== Consignes ==
• a. Selon l'extrait sur la dépression, que faut-il faire si l'on a tendance à consommer de grandes quantités d'alcool ?
• b. Poursuivez l'extrait sur la dépression à la suite de sa dernière phrase.

== Extrait ==
════════
En conséquence il est important de limiter de nombre de situations où on ressent son corps “comme déprimé” et d’augmenter celles où l’on ressent au contraire son corps comme “non déprimé et plein d’entrain”. Ces deux approches passent par une attention particulière accordée à son hygiène de vie.


Comment agir ?

Si vous avez tendance à consommer de grandes quantités d’alcool, passer par la case alcoologue est indispensable

Mangez équilibré, mais ne vous imposez pas de régime drastique. Sachez apprécier le plaisir de la nourriture en la consommant plus lentement.

Ne négligez pas le sport, ou de simples promenades, en privilégiant les situations sociales.


ERREUR N°6 : ETRE INTRAITABLE AVEC SOI-MÊME

Etre envahi de pensées automatiques dévalorisantes et décourageantes fait partie de l’expérience de la dépression. “Je suis nul”, “je n’y arrive jamais”, “je manque de volonté”, “je suis faible”, etc… surviennent à longueur de temps et entretiennent le sentiment dépressif.
Il est donc important que lutter contre la dépression avec des armes qui ne vous reviennent pas en pleine figure. S’il est normal de vouloir se débarrasser au plus vite de ce sentiment très désagréable, avoir des attentes exagérées joue le jeu de la pathologie.

Lutter contre une dépression prend du temps et cela doit se faire calmement.D’autant plus que les rechutes sont très fréquentes. Il est donc important de procéder sur des bases solides et de se doter d’outils thérapeutiques fiables tant sur le court terme que le long terme. Etre impatient, ou se dévaloriser parce que les résultats obtenus ne sont pas conformes à ses attentes est totalement contre-productif. La dépression est une maladie et en sortir n’est pas une question de volonté.
════════
== Lignes de données ==
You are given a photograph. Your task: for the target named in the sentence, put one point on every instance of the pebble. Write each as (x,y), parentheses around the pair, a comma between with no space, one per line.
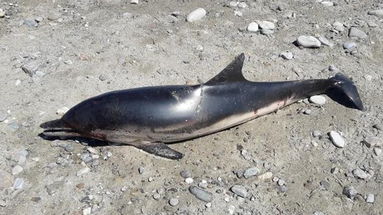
(189,180)
(318,99)
(239,190)
(265,176)
(134,2)
(324,41)
(62,111)
(327,3)
(378,13)
(173,202)
(185,174)
(358,173)
(2,13)
(337,139)
(253,27)
(196,15)
(83,171)
(373,142)
(250,172)
(350,191)
(201,194)
(17,169)
(3,116)
(377,151)
(287,55)
(87,211)
(338,26)
(6,179)
(308,42)
(266,25)
(357,33)
(349,45)
(370,198)
(19,183)
(30,23)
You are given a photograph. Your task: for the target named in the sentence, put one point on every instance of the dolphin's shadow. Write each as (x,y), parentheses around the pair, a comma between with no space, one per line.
(341,98)
(88,141)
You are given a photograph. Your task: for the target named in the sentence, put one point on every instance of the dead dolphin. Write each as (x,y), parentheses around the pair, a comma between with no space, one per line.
(149,117)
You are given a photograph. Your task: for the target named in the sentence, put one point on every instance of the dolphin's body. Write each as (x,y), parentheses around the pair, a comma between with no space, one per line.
(148,117)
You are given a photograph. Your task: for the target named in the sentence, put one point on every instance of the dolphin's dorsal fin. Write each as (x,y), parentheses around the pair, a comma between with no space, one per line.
(232,73)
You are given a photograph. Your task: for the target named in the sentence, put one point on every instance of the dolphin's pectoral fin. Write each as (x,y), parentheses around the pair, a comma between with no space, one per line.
(160,149)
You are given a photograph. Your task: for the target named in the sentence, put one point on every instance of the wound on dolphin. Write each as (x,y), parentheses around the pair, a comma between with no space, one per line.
(150,117)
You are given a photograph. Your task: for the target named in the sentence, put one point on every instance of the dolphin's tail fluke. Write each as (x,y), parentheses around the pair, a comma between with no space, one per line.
(345,92)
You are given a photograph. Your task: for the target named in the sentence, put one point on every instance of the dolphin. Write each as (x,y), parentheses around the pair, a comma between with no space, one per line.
(150,117)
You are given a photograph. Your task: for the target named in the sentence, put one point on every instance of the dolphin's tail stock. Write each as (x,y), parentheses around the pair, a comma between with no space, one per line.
(345,92)
(57,129)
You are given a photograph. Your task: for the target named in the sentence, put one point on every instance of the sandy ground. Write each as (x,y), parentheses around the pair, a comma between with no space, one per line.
(82,48)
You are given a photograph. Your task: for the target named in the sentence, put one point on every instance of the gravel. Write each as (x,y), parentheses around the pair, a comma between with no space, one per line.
(196,15)
(239,190)
(308,42)
(201,194)
(337,139)
(357,33)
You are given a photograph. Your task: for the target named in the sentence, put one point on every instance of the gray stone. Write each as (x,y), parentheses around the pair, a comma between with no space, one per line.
(308,42)
(370,198)
(287,55)
(173,202)
(358,173)
(31,23)
(19,184)
(201,194)
(196,15)
(338,26)
(349,45)
(185,174)
(17,170)
(253,27)
(251,172)
(266,25)
(378,13)
(239,190)
(357,33)
(337,139)
(350,191)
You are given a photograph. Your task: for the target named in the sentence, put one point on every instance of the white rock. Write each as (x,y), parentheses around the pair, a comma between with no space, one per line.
(196,15)
(134,2)
(265,176)
(253,27)
(87,211)
(2,13)
(17,169)
(308,42)
(83,171)
(338,26)
(370,198)
(266,25)
(327,3)
(318,99)
(325,41)
(337,139)
(357,33)
(62,111)
(376,12)
(358,173)
(287,55)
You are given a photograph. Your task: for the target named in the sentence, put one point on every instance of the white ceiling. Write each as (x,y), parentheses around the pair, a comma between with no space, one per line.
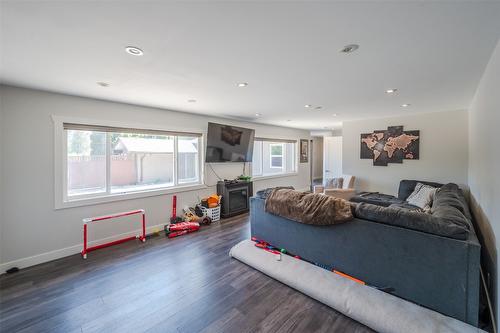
(433,52)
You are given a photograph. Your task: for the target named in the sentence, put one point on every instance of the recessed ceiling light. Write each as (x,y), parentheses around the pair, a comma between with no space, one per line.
(349,48)
(134,50)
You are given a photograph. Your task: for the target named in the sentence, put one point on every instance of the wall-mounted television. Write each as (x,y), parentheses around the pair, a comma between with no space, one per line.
(229,143)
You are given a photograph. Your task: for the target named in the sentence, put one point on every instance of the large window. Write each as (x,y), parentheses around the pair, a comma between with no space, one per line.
(104,161)
(273,157)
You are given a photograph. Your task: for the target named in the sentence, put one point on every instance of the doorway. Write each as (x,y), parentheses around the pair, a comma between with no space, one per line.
(332,157)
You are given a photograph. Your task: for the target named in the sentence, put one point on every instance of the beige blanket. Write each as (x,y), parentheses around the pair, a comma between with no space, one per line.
(308,208)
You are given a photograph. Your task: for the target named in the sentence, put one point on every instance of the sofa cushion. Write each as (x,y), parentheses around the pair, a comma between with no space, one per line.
(452,215)
(451,195)
(406,187)
(406,206)
(412,220)
(376,198)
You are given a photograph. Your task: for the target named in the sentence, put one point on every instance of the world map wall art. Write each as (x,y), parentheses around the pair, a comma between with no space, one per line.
(390,146)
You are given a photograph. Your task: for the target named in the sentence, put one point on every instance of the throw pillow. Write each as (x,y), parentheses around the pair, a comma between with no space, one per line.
(422,196)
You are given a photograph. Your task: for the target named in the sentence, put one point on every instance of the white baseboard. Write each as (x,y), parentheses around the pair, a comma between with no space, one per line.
(61,253)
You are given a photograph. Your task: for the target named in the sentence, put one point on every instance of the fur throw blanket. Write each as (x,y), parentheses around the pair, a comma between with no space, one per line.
(308,208)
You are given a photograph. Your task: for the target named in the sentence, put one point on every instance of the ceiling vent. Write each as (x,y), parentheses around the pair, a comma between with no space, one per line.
(349,48)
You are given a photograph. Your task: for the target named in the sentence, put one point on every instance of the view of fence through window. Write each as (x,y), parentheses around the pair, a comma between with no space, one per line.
(271,158)
(112,162)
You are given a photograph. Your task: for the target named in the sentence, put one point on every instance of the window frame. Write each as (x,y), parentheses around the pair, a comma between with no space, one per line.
(62,200)
(281,141)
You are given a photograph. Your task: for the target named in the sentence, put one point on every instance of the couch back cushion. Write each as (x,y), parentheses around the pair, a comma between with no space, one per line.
(450,195)
(406,187)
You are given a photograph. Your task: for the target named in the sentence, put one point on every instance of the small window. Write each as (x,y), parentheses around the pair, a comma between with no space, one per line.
(273,158)
(276,155)
(103,161)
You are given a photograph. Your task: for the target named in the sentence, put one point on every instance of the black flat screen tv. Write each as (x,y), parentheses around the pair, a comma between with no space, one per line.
(229,143)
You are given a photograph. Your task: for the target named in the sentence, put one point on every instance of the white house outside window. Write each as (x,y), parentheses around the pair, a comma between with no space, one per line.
(276,151)
(102,161)
(274,157)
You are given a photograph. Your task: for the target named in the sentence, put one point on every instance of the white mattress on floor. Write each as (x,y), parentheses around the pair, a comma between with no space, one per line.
(376,309)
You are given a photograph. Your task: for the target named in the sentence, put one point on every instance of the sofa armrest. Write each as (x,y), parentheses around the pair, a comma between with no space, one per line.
(319,188)
(340,193)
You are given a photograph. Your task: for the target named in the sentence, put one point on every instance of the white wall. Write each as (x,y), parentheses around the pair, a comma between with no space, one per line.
(484,167)
(443,151)
(32,231)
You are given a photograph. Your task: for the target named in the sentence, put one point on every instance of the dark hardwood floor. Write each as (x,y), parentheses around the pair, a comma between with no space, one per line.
(185,284)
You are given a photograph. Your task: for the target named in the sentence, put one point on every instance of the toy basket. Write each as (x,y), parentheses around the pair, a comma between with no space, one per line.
(213,213)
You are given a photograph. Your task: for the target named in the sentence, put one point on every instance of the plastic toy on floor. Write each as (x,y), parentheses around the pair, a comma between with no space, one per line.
(181,228)
(191,216)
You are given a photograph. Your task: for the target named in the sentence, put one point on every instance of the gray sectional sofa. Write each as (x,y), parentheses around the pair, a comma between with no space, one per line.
(429,259)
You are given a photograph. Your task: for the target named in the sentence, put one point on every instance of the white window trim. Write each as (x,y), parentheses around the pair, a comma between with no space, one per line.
(282,155)
(61,200)
(277,175)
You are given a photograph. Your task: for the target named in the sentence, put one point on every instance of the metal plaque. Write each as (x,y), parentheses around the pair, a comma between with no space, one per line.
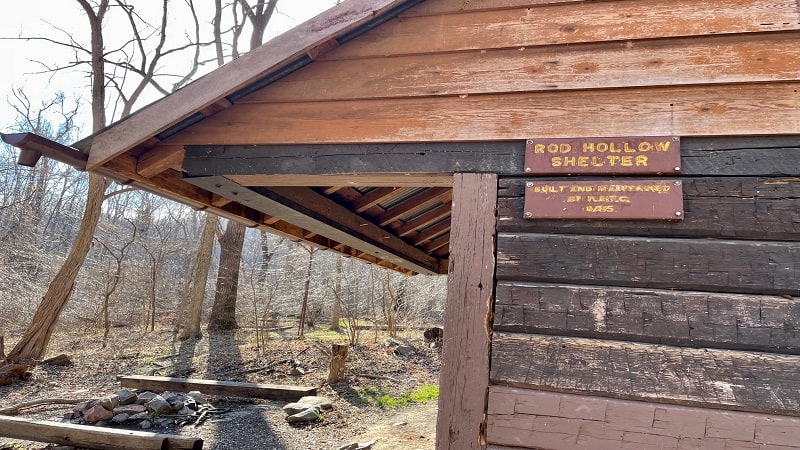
(655,155)
(604,200)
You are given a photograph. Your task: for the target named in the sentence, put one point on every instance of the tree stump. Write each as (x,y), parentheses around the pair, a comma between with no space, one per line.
(338,359)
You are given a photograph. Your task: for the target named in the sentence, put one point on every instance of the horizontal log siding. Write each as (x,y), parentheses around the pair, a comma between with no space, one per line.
(527,418)
(697,319)
(727,379)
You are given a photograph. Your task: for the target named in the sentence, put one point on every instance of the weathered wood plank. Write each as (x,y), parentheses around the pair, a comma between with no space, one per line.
(530,418)
(235,75)
(689,264)
(685,110)
(720,207)
(728,379)
(389,159)
(567,23)
(85,436)
(465,359)
(671,62)
(213,387)
(698,319)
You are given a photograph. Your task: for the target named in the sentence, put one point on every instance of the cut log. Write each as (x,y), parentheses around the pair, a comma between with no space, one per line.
(338,360)
(93,437)
(60,360)
(213,387)
(12,372)
(14,410)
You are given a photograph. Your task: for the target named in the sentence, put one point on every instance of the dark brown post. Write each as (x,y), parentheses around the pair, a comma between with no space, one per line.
(464,379)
════════
== Réponses ==
• a. Il est indispensable de passer par la case alcoologue.

• b.
Comment agir ?

Donnez-vous le temps. Quand on reprend la main face à la déprime, beaucoup de cercles vertueux se mettent progressivement en place. faites ce que vous avez à faire, et pour le reste, faites-vous confiance.
Prenez soin de vous. N’ayez pas l’impression d’être votre propre ennemi dans cette épreuve. La dépression provoque parfois une culpabilité agressive qui incite à être très rude avec soi-même. Votre situation est déjà assez difficile sans en plus en rajouter de manière non justifiée.
Ne limitez pas votre vie à la lutte contre la dépression. Certes, cette déprime est une pièce envahissante de votre quotidien, mais ce n’est pas la seule. Sachez la garder à sa place sans qu’elle ne soit présente dans tous vos faits et gestes ou objectifs.




[1] Patten, S. B., Williams, J. V. A., Lavorato, D. H., & Bulloch, A. G. M. (2010). Reciprocal Effects of Social Support in Major Depression Epidemiology. Clinical Practice & Epidemiology in Mental Health, 6, 126-131.

[2] Leary, M. R. (1990). Responses to social exclusion: social anxiety, jealousy, loneliness, depression, and low selfesteem. Journal of Social and Clinical Psychology, 9, 221-229.
[3] Steger, M. F., & Kashdan, T. B. (2009). Depression and Everyday Social Activity, Belonging, and Well- Being. Journal of Conseling Psychology, 56(2), 289-300.
[4] Beck, A. T., Rush, A. J., Shaw, B. F., & Emery, G. (1979). Cognitive therapy of depression. New York: The Guilford Press.
[5] Himmelhoch, J., Levine, J., & Gershon, S. (2001). Historical overview of the relationship between anxiety disorders and affective disorders. Depression and Anxiety, 14(2), 53-66.
[6] Lewinsohn, P. M., Hoberman, H. M., & Teri, L. (1985). An integrative theory of depression. Theoretical issues in behavior therapy. New York: Academic Press.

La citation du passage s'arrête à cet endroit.